Continue the passage on changes to Tennessee's data breach statute, starting after its last sentence.

_Extract to read_
........

Businesses in the State of Tennessee should take note of several significant changes to Tennessee's data breach statute that take effect for data breaches occurring on or after July 1, 2016.

Currently, Tennessee Code Annotated § 47-18-2107 states, among other things, that persons, businesses and government agencies in Tennessee that own or license computerized data containing personal information must disclose breaches of the security of their systems to Tennessee residents whose unencrypted personal information was, or is reasonably believed to have been, acquired by an unauthorized person. Disclosures must be made "in the most expedient time possible and without unreasonable delay," subject to statutory qualifications. A similar requirement applies to "information holders" who maintain computerized data on behalf of others. Such information holders must notify owners or licensees of computerized data of breaches immediately following discovery.

........

_Excerpted data_

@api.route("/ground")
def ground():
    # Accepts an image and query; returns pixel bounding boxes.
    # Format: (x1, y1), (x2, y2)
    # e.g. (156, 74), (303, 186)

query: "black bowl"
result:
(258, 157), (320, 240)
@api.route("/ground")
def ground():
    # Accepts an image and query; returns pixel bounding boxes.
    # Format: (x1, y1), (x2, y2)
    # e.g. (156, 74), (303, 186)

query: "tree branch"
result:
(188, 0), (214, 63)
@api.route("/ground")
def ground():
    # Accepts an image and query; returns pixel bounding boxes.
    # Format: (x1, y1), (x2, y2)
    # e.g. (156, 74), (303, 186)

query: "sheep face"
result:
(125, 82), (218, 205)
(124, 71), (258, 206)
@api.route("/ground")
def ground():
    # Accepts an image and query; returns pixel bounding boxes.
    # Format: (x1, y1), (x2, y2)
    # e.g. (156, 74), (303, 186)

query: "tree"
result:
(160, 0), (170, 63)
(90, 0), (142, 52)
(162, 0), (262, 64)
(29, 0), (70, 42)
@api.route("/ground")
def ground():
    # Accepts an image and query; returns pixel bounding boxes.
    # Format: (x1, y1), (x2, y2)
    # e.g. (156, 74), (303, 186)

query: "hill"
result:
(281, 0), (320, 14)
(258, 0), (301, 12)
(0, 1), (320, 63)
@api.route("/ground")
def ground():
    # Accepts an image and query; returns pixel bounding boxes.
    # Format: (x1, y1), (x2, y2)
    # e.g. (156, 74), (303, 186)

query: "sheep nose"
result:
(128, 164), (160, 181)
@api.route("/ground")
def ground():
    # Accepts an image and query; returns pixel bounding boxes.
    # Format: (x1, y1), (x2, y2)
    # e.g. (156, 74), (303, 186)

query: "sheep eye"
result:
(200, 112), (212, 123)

........

_Answer box_
The Tennessee General Assembly's recent enactment (S.B. No. 2005) changes the foregoing statute in several ways. First and very notably, the breach notification statue will no longer apply to entities subject to the Health Insurance Portability and Accountability Act ("HIPAA"), including covered entities and their business associates. This will be a welcome development for entities subject to HIPAA, including health care providers, health plans and the vendors who access patient information while providing services on their behalf. However, entities subject to HIPAA in some instances that also hold computerized personal information not subject to HIPAA should not assume that the Tennessee data breach statute is inapplicable to their operations across the board. Rather, they should seek advice regarding the application of federal and Tennessee law to particular business operations to ensure their compliance procedures are appropriately nuanced.

Second, and also highly significant, is the replacement of the current soft reporting timeframe with new reporting deadline language indicating that entities must provide breach disclosures "immediately, but no later than 45 days" after becoming aware of a breach. Entities that will remain subject to the Tennessee breach notification requirement should modify their data breach response procedures to take this new deadline into account.

Third, Tennessee entities should be aware that the word "unencrypted" has been deleted from the statute. Practically, this means that encryption of information will not automatically render a breach of such information not a breach for purposes of the statute. However, encryption may still be relevant in determining whether breach notification is required because of its potential impact on any determination of whether an unauthorized acquisition of data "materially compromises the security, confidentiality, or integrity of personal information."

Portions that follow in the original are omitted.